== What is needed ==
Make an exact copy of all the entries, but do not reproduce the pictures.

== Entries provided ==

********************

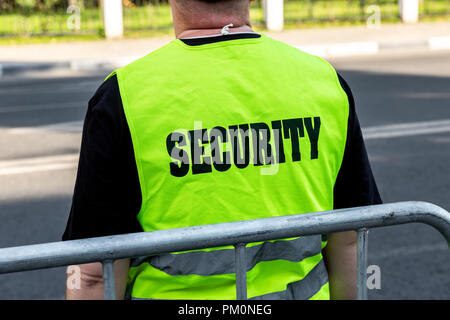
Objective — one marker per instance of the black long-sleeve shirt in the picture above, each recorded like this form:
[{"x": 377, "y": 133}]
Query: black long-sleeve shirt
[{"x": 107, "y": 195}]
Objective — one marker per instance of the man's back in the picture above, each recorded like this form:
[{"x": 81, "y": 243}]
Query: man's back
[
  {"x": 215, "y": 127},
  {"x": 227, "y": 131}
]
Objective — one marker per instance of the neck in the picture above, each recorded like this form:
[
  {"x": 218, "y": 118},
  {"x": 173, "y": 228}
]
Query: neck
[{"x": 192, "y": 33}]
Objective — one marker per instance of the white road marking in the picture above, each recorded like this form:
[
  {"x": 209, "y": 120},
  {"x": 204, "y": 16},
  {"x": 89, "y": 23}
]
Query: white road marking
[
  {"x": 38, "y": 164},
  {"x": 406, "y": 129},
  {"x": 71, "y": 126},
  {"x": 39, "y": 107}
]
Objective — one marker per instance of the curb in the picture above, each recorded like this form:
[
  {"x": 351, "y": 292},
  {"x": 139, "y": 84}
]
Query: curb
[
  {"x": 372, "y": 47},
  {"x": 330, "y": 50}
]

********************

== The answer ==
Objective — one marker per instance of the black long-sleeve shirt in the picture above, each recorded like this form:
[{"x": 377, "y": 133}]
Query: black long-sleeve shirt
[{"x": 107, "y": 195}]
Objective — one marker per instance of the man's back in the picture above, each recorded like this form:
[{"x": 81, "y": 243}]
Query: man's back
[
  {"x": 215, "y": 127},
  {"x": 227, "y": 131}
]
Objective — one marker per instance of the neck in the picture above, each recorded like this form:
[
  {"x": 218, "y": 118},
  {"x": 173, "y": 228}
]
Query: neck
[{"x": 192, "y": 33}]
Objective — one marker per instance of the white road marking in the picture above, each recorded like this form:
[
  {"x": 209, "y": 120},
  {"x": 204, "y": 16},
  {"x": 89, "y": 23}
]
Query: white road marking
[
  {"x": 38, "y": 164},
  {"x": 406, "y": 129},
  {"x": 71, "y": 126},
  {"x": 39, "y": 107}
]
Objective — one marker per instance of the curb in the picture above, each recorded like this form:
[
  {"x": 351, "y": 292},
  {"x": 139, "y": 84}
]
Query: curb
[
  {"x": 372, "y": 47},
  {"x": 330, "y": 50}
]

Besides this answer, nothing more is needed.